--- START Records for the task ---

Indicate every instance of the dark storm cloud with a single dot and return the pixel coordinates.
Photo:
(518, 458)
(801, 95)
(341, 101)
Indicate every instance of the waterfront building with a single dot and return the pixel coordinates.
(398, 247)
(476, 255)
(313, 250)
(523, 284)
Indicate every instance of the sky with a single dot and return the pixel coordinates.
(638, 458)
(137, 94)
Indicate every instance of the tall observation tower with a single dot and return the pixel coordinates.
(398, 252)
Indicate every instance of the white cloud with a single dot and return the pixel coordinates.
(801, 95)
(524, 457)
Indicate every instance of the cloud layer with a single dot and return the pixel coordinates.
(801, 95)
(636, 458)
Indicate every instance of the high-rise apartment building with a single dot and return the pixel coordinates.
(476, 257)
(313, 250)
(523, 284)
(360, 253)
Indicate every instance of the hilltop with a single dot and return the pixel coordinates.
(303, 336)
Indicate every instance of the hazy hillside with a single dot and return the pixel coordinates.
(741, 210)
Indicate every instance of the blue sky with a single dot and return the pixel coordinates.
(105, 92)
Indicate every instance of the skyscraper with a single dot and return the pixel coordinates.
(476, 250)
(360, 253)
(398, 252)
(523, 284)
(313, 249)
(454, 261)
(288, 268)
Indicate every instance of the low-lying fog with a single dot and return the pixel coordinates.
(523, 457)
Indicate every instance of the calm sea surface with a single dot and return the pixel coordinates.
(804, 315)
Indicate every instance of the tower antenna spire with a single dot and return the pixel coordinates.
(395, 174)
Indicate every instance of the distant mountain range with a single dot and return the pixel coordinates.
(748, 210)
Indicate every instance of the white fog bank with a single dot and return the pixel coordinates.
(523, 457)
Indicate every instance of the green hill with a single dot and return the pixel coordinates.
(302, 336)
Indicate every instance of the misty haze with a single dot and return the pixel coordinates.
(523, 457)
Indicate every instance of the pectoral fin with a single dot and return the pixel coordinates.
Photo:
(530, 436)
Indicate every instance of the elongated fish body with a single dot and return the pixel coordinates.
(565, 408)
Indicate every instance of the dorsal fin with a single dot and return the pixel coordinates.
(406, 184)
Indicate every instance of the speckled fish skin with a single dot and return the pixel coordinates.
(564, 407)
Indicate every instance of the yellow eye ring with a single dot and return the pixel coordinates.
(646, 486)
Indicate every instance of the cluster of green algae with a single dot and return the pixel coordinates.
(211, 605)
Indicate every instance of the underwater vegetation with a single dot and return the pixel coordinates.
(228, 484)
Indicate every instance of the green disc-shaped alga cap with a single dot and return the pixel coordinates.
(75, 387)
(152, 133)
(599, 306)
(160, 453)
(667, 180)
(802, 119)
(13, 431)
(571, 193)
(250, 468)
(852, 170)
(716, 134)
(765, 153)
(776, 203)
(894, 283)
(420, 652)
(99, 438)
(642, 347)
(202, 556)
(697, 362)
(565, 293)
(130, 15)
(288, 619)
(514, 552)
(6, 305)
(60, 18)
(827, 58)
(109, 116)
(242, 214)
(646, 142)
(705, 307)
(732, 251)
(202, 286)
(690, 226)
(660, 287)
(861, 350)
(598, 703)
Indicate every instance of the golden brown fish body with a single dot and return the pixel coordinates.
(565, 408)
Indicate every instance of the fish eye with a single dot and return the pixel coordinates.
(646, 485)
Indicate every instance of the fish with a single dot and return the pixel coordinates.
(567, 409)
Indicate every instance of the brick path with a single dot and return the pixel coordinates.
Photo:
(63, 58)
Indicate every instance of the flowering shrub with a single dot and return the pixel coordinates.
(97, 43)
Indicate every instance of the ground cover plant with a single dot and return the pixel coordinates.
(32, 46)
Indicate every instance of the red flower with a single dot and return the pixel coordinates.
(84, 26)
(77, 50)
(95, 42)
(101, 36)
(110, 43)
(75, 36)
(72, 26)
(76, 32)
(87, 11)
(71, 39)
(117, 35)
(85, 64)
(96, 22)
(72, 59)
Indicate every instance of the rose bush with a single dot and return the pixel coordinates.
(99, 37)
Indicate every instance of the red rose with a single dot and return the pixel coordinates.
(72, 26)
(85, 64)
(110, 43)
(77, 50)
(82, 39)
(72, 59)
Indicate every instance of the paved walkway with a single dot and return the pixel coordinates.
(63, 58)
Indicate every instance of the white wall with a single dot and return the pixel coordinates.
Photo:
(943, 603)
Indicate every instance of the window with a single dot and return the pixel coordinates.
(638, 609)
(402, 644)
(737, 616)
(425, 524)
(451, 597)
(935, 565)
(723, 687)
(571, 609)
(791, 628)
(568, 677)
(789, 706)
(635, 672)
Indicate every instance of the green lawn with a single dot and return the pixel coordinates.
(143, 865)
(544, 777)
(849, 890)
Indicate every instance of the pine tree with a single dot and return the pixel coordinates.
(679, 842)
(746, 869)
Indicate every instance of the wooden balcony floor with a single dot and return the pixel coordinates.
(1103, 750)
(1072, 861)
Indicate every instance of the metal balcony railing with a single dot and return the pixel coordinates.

--- END Records for the task ---

Print out the whole listing exactly as it appears.

**Result below**
Indicate every instance of the dark storm cloud with a single dot and return the pixel coordinates.
Photo:
(518, 458)
(801, 95)
(341, 101)
Indicate every instance of the waterfront building with a single dot and return the pixel coordinates.
(398, 247)
(476, 255)
(313, 250)
(523, 284)
Indicate every instance of the sky with a single dot and return the pixel coordinates.
(638, 458)
(137, 94)
Indicate every instance of the tall observation tower with a single dot and return the pixel coordinates.
(398, 252)
Indicate every instance of the white cloud with a single dot and return the pixel coordinates.
(801, 95)
(524, 457)
Indicate every instance of the cloud layer with a single dot and return the pixel coordinates.
(801, 95)
(636, 458)
Indicate every instance of the high-rise apartment building with a single dot and return the pixel coordinates.
(476, 257)
(313, 250)
(523, 284)
(360, 253)
Indicate every instance of the hilltop with a single dot and return the pixel coordinates.
(303, 336)
Indicate every instance of the hazy hillside with a single dot and return the pixel coordinates.
(741, 210)
Indicate every instance of the blue sky with a single dot and return the pixel coordinates.
(105, 92)
Indicate every instance of the skyscraper with a single dot and return the pixel coordinates.
(476, 250)
(360, 253)
(398, 252)
(523, 284)
(313, 249)
(454, 261)
(288, 268)
Indicate every instance of the low-lying fog with a single dot and return the pixel coordinates.
(523, 457)
Indicate every instance of the calm sea surface with a single dot and return the pixel coordinates.
(804, 315)
Indicate every instance of the tower antenna spire with a single dot and return the pixel coordinates.
(395, 174)
Indicate every instance of the distant mountain range with a single dot and return the pixel coordinates.
(748, 210)
Indicate every instance of the white fog bank with a single dot and return the pixel coordinates.
(523, 457)
Indicate every instance of the green hill with a single dot and return the pixel coordinates.
(302, 336)
Indicate every instance of the misty haze with a single dot and return the pixel coordinates.
(523, 457)
Indicate every instance of the pectoral fin with a single dot and return the pixel coordinates.
Photo:
(530, 436)
Indicate every instance of the elongated fish body with a single dot and return the pixel coordinates.
(565, 408)
Indicate every instance of the dorsal fin with a single dot and return the pixel coordinates.
(406, 184)
Indicate every instance of the speckled fish skin with a single dot and return the pixel coordinates.
(564, 407)
Indicate every instance of the yellow eye ring with a single dot and return the pixel coordinates.
(646, 486)
Indicate every instance of the cluster of green algae with a single dot and return the pixel coordinates.
(211, 605)
Indicate every instance of the underwater vegetation with a single dot and return the pixel coordinates.
(228, 484)
Indicate every instance of the green disc-shaped alga cap with a single dot and return the pixel coordinates.
(75, 387)
(152, 133)
(599, 306)
(160, 453)
(667, 180)
(802, 119)
(13, 431)
(571, 193)
(250, 468)
(852, 170)
(716, 134)
(765, 153)
(776, 203)
(894, 283)
(420, 652)
(99, 438)
(642, 347)
(202, 556)
(697, 362)
(565, 293)
(130, 15)
(288, 619)
(514, 552)
(6, 305)
(60, 18)
(827, 58)
(109, 116)
(242, 214)
(646, 142)
(705, 307)
(732, 251)
(202, 286)
(690, 226)
(660, 287)
(861, 350)
(598, 703)
Indicate every instance of the golden brown fish body with a single dot and return the pixel coordinates.
(565, 408)
Indicate every instance of the fish eye with a single dot and return the pixel coordinates.
(646, 485)
Indicate every instance of the fish with a single dot and return the pixel coordinates.
(567, 409)
Indicate every instance of the brick path with a single dot and return the pixel coordinates.
Photo:
(63, 58)
Indicate every instance of the flowering shrub with a single dot and return the pixel coordinates.
(97, 43)
Indicate every instance of the ground cover plant with a single dot and return the pixel coordinates.
(32, 46)
Indicate every instance of the red flower with a single dot and return the pixel coordinates.
(84, 26)
(77, 50)
(95, 42)
(101, 36)
(110, 43)
(75, 36)
(72, 26)
(76, 32)
(87, 11)
(71, 39)
(117, 35)
(85, 64)
(96, 22)
(72, 59)
Indicate every instance of the rose bush with a single dot and return the pixel coordinates.
(99, 37)
Indicate every instance of the red rose with a single dot and return the pixel coordinates.
(72, 26)
(85, 64)
(110, 43)
(77, 50)
(82, 39)
(72, 59)
Indicate every instance of the paved walkway with a single dot and return the pixel coordinates.
(63, 58)
Indicate every instance of the white wall with a single dot and return the pixel coordinates.
Photo:
(943, 603)
Indicate every instance of the window with a single dot and return the pixel coordinates.
(638, 609)
(402, 644)
(737, 616)
(425, 524)
(451, 597)
(935, 565)
(723, 687)
(571, 609)
(791, 628)
(568, 677)
(789, 706)
(635, 672)
Indicate every instance of the green lawn with a single dot and return the pixel coordinates.
(143, 865)
(544, 777)
(849, 890)
Indicate every instance of the pine tree with a single dot and return the pixel coordinates.
(679, 842)
(746, 869)
Indicate every instance of the wooden balcony floor with a single dot and return the pixel coordinates.
(1103, 750)
(1072, 861)
Indicate every instance of the metal balcony railing with a single dot and return the pixel coordinates.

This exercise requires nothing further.